Copy every line of the data below without changes, omitting the pictures.

* _MATERIAL PROVIDED_:
────────────────────
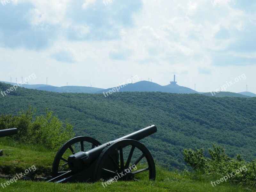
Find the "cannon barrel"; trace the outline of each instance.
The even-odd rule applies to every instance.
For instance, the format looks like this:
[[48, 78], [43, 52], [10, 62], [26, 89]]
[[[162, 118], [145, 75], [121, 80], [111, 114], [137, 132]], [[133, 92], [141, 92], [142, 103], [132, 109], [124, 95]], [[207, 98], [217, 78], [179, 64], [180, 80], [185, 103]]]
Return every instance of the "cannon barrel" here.
[[7, 137], [13, 135], [15, 135], [18, 133], [17, 128], [8, 129], [0, 130], [0, 137]]
[[103, 144], [86, 152], [80, 151], [77, 153], [68, 157], [68, 166], [74, 172], [81, 171], [81, 169], [85, 168], [93, 162], [99, 157], [101, 152], [112, 143], [124, 139], [138, 141], [153, 134], [157, 131], [156, 127], [153, 125]]

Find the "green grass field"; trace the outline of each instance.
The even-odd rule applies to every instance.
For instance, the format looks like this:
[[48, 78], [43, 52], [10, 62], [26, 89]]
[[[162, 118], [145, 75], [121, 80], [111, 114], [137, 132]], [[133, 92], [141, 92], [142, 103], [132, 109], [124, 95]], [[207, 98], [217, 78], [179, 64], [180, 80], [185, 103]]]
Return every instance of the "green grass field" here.
[[[15, 175], [34, 165], [28, 175], [31, 177], [50, 175], [56, 152], [41, 147], [17, 145], [6, 139], [0, 140], [0, 148], [4, 156], [0, 157], [0, 172], [3, 175]], [[114, 182], [104, 187], [101, 182], [93, 183], [57, 184], [46, 182], [25, 181], [7, 185], [8, 179], [0, 179], [0, 191], [255, 191], [251, 186], [235, 185], [227, 182], [213, 187], [215, 181], [223, 176], [198, 175], [195, 173], [179, 173], [168, 171], [157, 166], [155, 181], [145, 178], [140, 181]], [[4, 187], [5, 183], [6, 187]]]

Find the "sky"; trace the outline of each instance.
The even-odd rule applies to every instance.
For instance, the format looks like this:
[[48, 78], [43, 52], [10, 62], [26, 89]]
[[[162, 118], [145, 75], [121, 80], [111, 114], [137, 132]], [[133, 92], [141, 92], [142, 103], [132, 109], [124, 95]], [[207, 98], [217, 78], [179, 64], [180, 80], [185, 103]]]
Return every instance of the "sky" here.
[[256, 93], [255, 10], [253, 0], [0, 0], [0, 80], [107, 88], [175, 74], [198, 92]]

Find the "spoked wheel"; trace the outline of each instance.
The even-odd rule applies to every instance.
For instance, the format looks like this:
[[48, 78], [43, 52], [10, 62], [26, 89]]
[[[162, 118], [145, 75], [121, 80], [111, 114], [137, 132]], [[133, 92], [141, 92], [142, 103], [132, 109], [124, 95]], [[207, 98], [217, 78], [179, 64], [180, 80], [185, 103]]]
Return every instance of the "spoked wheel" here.
[[108, 146], [100, 156], [95, 170], [95, 181], [111, 178], [138, 181], [148, 177], [153, 180], [156, 178], [155, 162], [149, 151], [132, 140], [124, 140]]
[[52, 164], [52, 177], [55, 177], [70, 171], [68, 158], [79, 151], [86, 151], [100, 145], [97, 140], [89, 137], [77, 137], [68, 141], [59, 149]]

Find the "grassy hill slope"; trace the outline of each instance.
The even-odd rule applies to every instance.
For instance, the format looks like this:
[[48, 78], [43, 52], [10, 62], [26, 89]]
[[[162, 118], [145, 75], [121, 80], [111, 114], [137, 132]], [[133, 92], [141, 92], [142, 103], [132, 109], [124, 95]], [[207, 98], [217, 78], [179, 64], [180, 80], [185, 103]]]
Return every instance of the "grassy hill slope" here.
[[[6, 183], [17, 173], [34, 165], [35, 169], [29, 173], [32, 177], [47, 177], [51, 169], [55, 152], [40, 147], [6, 144], [6, 138], [0, 138], [0, 148], [4, 155], [0, 158], [0, 172], [12, 175], [9, 178], [0, 178], [0, 183]], [[11, 147], [10, 146], [12, 146]], [[246, 187], [223, 182], [213, 187], [211, 182], [222, 175], [199, 175], [184, 172], [178, 173], [168, 171], [157, 165], [155, 181], [142, 178], [139, 182], [118, 181], [103, 187], [101, 181], [94, 183], [59, 183], [35, 182], [19, 179], [17, 182], [6, 185], [4, 191], [254, 191], [252, 187]], [[4, 187], [4, 186], [3, 185]], [[2, 187], [0, 186], [1, 188]]]
[[[2, 90], [10, 86], [0, 84]], [[74, 124], [77, 135], [102, 143], [154, 124], [157, 132], [141, 141], [157, 164], [168, 168], [186, 167], [184, 148], [207, 148], [214, 143], [227, 149], [231, 157], [240, 153], [251, 161], [256, 157], [255, 98], [159, 92], [114, 93], [105, 97], [24, 88], [0, 95], [1, 113], [17, 115], [28, 105], [36, 108], [37, 114], [48, 107], [62, 121]]]

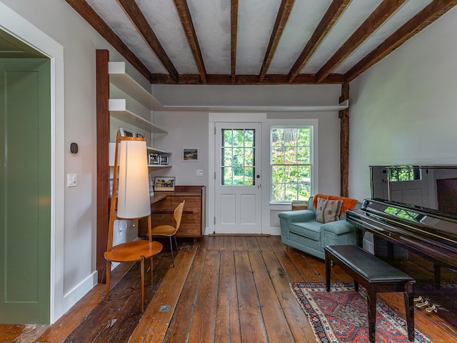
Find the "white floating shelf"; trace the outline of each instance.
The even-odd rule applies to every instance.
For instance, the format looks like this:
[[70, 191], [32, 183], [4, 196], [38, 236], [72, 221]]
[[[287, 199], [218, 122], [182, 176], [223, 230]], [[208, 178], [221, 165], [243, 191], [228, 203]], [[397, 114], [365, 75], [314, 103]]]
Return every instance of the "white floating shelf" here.
[[148, 153], [151, 151], [151, 154], [163, 154], [164, 155], [171, 154], [170, 151], [166, 151], [165, 150], [162, 150], [161, 149], [151, 148], [151, 146], [146, 146], [146, 149], [148, 150]]
[[161, 107], [154, 96], [126, 71], [125, 62], [108, 62], [109, 81], [149, 109]]
[[134, 114], [127, 109], [127, 102], [125, 99], [110, 99], [108, 101], [108, 109], [110, 115], [124, 121], [139, 127], [148, 132], [155, 134], [168, 134], [167, 128], [159, 127], [154, 125], [149, 120]]

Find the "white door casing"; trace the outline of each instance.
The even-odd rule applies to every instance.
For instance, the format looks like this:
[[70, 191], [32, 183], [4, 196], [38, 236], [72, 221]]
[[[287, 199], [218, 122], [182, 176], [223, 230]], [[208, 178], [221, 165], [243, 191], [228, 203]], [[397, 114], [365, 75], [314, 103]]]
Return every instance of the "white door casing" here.
[[261, 234], [261, 124], [215, 127], [214, 233]]

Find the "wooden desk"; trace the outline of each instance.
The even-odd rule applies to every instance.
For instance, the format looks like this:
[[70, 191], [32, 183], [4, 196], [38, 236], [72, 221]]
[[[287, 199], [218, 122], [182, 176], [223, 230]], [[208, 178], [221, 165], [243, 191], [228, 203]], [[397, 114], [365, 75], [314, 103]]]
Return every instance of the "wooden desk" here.
[[[173, 212], [185, 200], [181, 227], [176, 237], [201, 237], [206, 227], [206, 191], [205, 186], [176, 186], [174, 192], [155, 192], [151, 197], [152, 226], [174, 225]], [[139, 220], [138, 237], [146, 237], [147, 234], [147, 219], [143, 218]]]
────────────────────
* _ANSWER TO THE TASK_:
Find the "cannon barrel"; trace the outline of each instance.
The even-odd rule applies to every instance.
For instance, the format looks like this:
[[48, 78], [43, 52], [10, 62], [26, 89]]
[[[162, 118], [145, 75], [121, 80], [111, 114], [137, 132]], [[133, 92], [141, 92], [142, 103], [132, 109], [124, 95]], [[207, 98], [217, 78], [179, 64], [180, 80], [185, 103]]]
Return every instance of the "cannon barrel" here.
[[7, 137], [13, 135], [15, 135], [18, 133], [17, 128], [8, 129], [0, 130], [0, 137]]
[[103, 144], [86, 152], [80, 151], [77, 153], [68, 157], [68, 166], [74, 172], [81, 171], [81, 169], [85, 168], [93, 162], [99, 157], [101, 152], [112, 143], [124, 139], [138, 141], [153, 134], [157, 131], [156, 127], [153, 125]]

Find the "green grass field"; trace the outline of each instance.
The even-odd rule applies to every instance.
For instance, the format looks like this:
[[48, 78], [43, 52], [10, 62], [26, 89]]
[[[162, 118], [145, 75], [121, 80], [111, 114], [137, 132]], [[133, 92], [141, 92], [142, 103], [132, 109], [124, 95]], [[207, 98], [217, 78], [179, 64], [180, 80], [185, 103]]]
Return every instance of the "green grass field" here.
[[[15, 175], [34, 165], [28, 175], [31, 177], [50, 175], [56, 152], [41, 147], [17, 145], [6, 139], [0, 140], [0, 148], [4, 156], [0, 157], [0, 172], [3, 175]], [[114, 182], [104, 187], [101, 182], [93, 183], [57, 184], [46, 182], [25, 181], [7, 185], [8, 179], [0, 179], [0, 191], [255, 191], [251, 186], [235, 185], [227, 182], [213, 187], [215, 181], [223, 176], [198, 175], [195, 173], [179, 173], [168, 171], [157, 166], [155, 181], [145, 178], [140, 181]], [[4, 187], [5, 183], [6, 187]]]

Find the "sky"; trace the outline of each instance.
The even-odd rule applies to every instance.
For instance, the format looks like this:
[[48, 78], [43, 52], [10, 62], [26, 89]]
[[[162, 118], [145, 75], [121, 80], [111, 114], [137, 132]], [[133, 92], [141, 92], [142, 103], [132, 109], [124, 95]], [[207, 98], [217, 78], [179, 64], [180, 80], [185, 103]]]
Return every instance of the "sky" here.
[[256, 93], [255, 10], [253, 0], [0, 0], [0, 80], [107, 88], [175, 74], [198, 92]]

Find the "spoked wheel"; trace the outline of each instance.
The even-odd rule applies to every instance.
For instance, the format looks like this:
[[48, 78], [43, 52], [10, 62], [26, 89]]
[[[162, 118], [145, 75], [121, 80], [111, 114], [137, 132]], [[133, 92], [141, 92], [142, 103], [132, 109], [124, 95]], [[207, 98], [217, 78], [179, 64], [180, 80], [185, 103]]]
Return every instance of the "spoked wheel" here.
[[108, 146], [100, 156], [95, 170], [95, 181], [111, 178], [138, 181], [148, 177], [153, 180], [156, 178], [155, 162], [149, 151], [132, 140], [124, 140]]
[[52, 164], [52, 177], [55, 177], [70, 171], [68, 158], [79, 151], [86, 151], [100, 145], [97, 140], [89, 137], [77, 137], [68, 141], [59, 149]]

Find the "grassy hill slope"; trace the outline of each instance.
The even-odd rule applies to every instance.
For instance, the format looks like this:
[[48, 78], [43, 52], [10, 62], [26, 89]]
[[[162, 118], [145, 75], [121, 80], [111, 114], [137, 132]], [[133, 92], [141, 92], [142, 103], [132, 109], [124, 95]], [[207, 98], [217, 78], [179, 64], [180, 80], [185, 103]]]
Return every instance of the "grassy hill slope" here.
[[[6, 183], [17, 173], [34, 165], [35, 169], [29, 173], [32, 177], [47, 177], [51, 169], [55, 152], [40, 147], [6, 144], [6, 138], [0, 138], [0, 148], [4, 155], [0, 158], [0, 172], [12, 175], [9, 178], [0, 178], [0, 183]], [[11, 147], [10, 146], [12, 146]], [[246, 187], [223, 182], [213, 187], [211, 182], [222, 175], [199, 175], [184, 172], [178, 173], [168, 171], [157, 165], [155, 181], [142, 178], [139, 182], [118, 181], [103, 187], [101, 181], [94, 183], [59, 183], [35, 182], [19, 179], [17, 182], [6, 185], [4, 191], [254, 191], [252, 187]], [[4, 187], [4, 186], [3, 185]], [[2, 187], [0, 186], [1, 188]]]
[[[2, 90], [10, 86], [0, 84]], [[74, 124], [77, 135], [102, 143], [154, 124], [157, 132], [141, 141], [157, 164], [168, 168], [186, 167], [184, 148], [207, 148], [214, 143], [227, 149], [231, 157], [240, 153], [251, 161], [256, 157], [255, 98], [159, 92], [114, 93], [105, 97], [24, 88], [0, 95], [1, 113], [17, 115], [28, 105], [36, 108], [37, 114], [48, 107], [62, 121]]]

Find the "white floating shelf"; trace the outline of each instance.
The even-odd rule applies to every instance.
For instance, the format looks like this:
[[70, 191], [32, 183], [4, 196], [38, 236], [72, 221]]
[[[287, 199], [218, 122], [182, 176], [223, 230]], [[208, 178], [221, 165], [243, 191], [228, 203]], [[397, 114], [365, 75], [314, 103]]]
Return every instance of the "white floating shelf" here.
[[148, 153], [151, 151], [151, 154], [163, 154], [164, 155], [171, 154], [170, 151], [166, 151], [165, 150], [162, 150], [161, 149], [151, 148], [151, 146], [146, 146], [146, 149], [148, 150]]
[[161, 107], [154, 96], [126, 71], [125, 62], [108, 62], [109, 81], [149, 109]]
[[134, 114], [127, 109], [127, 102], [125, 99], [110, 99], [108, 101], [108, 109], [110, 115], [124, 121], [139, 127], [148, 132], [155, 134], [168, 134], [167, 128], [159, 127], [154, 125], [149, 120]]

Find the "white door casing"; trace the outline of each instance.
The even-odd rule applies to every instance.
For instance, the format looks like this:
[[70, 191], [32, 183], [4, 196], [38, 236], [72, 221]]
[[[287, 199], [218, 122], [182, 176], [223, 230]], [[208, 178], [221, 165], [243, 191], [228, 203]], [[397, 114], [365, 75], [314, 103]]]
Return every instance of the "white door casing" here.
[[261, 234], [261, 124], [215, 127], [214, 233]]

Find the "wooden desk"; trace the outline of each instance.
The even-odd rule applies to every instance.
For instance, the format looks like this:
[[70, 191], [32, 183], [4, 196], [38, 236], [72, 221]]
[[[287, 199], [218, 122], [182, 176], [223, 230]], [[208, 178], [221, 165], [243, 191], [228, 203]], [[397, 114], [365, 75], [314, 103]]]
Return every instance of the "wooden desk" here.
[[[173, 212], [185, 200], [181, 227], [176, 237], [201, 237], [206, 227], [206, 191], [205, 186], [176, 186], [174, 192], [155, 192], [151, 197], [152, 226], [174, 225]], [[139, 220], [138, 237], [146, 237], [147, 234], [147, 219], [143, 218]]]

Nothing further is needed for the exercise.